** BEGIN Supplied passage **
The Kingdom of Bhutan and the People's Republic of China do not maintain official diplomatic relations, and relations are historically tense. The PRC shares a contiguous border of 470 kilometers with Bhutan, and its territorial disputes with Bhutan have been a source of potential conflict.  Since the 1980s, the two governments have conducted regular talks on border and security issues to reduce tensions.

Background 
Bhutan has long had strong cultural, historical, religious, and economic connections to Tibet. Relations with Tibet were strained when China took over Tibet in the 1950s. Unlike Tibet, Bhutan had no history of being under the suzerainty of China but fell under British suzerainty during the British Raj following the Treaty of Punakha in 1910.

Bhutan's border with Tibet has never been officially recognized, much less demarcated. The Republic of China officially maintains a territorial claim on parts of Bhutan. The territorial claim was maintained by the People's Republic of China after the Chinese Communist Party took control of mainland China in the Chinese Civil War. With the increase in soldiers on the Chinese side of the Sino-Bhutanese border after the 17-point agreement between the Tibetan government and the central government of the PRC, Bhutan withdrew its representative from Lhasa.

The 1959 Tibetan uprising and the 14th Dalai Lama's arrival in neighboring India made the security of Bhutan's border with China a necessity for Bhutan. An estimated 6,000 Tibetans fled to Bhutan and were granted asylum, although Bhutan subsequently closed its border to China, fearing more refugees. 

Bhutan-China relations are constrained also by Bhutan's close relationship with India.

History 
Bhutan has historical ties to Tibet through their culture, history, religion, and economy . However, their relationship became tense after Bhutan supported the British Empire and the British invasion of Tibet. With the signing of an agreement between the People's Republic of China and the Tibetan locals, and the deployment of troops on the border between China and Bhutan, Bhutan withdrew its representatives in the People's Republic of China from Lhasa. After the 1959 Tibetan riots and the arrival of the Dalai Lama in neighbouring India, some 6,000 Tibetans fled to Bhutan and were granted asylum. Bhutan closed its border with China, afraid that there would be more refugees.
The Indian government constrains Bhutan and needs India's approval when developing diplomatic relations with other countries. Bhutan has no diplomatic relations with any of the five permanent members of the UN Security Council. It is the only UN member state worldwide that has not established diplomatic relations with either the People's Republic of China or the Republic of China. It is the only country of the PRC's bordering neighbors that do not have diplomatic relations with them.
** END Supplied passage **
** BEGIN Data section **
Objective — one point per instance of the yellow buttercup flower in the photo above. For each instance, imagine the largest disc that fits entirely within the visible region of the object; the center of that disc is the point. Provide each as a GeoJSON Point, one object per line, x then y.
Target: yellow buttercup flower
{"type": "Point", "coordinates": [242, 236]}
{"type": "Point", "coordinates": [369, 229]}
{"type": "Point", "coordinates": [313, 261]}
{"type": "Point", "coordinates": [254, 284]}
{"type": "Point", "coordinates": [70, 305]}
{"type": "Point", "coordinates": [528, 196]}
** END Data section **
Brief 1 =>
According to the passage on Bhutan–China relations, how long is the border that China shares with Bhutan?
Brief 2 =>
Summarize the passage on Bhutan–China relations in two sentences.

Exercise result 1 =>
470 kilometers

Exercise result 2 =>
Bhutan and the People's Republic of China have no official diplomatic relations, their relations have historically been tense, and territorial disputes along their 470-kilometer border have been a source of potential conflict, though the two governments have held regular talks on border and security issues since the 1980s. Bhutan's ties to Tibet were strained when China took over Tibet in the 1950s, and after the 1959 Tibetan uprising Bhutan granted asylum to about 6,000 Tibetans before closing its border with China for fear of more refugees.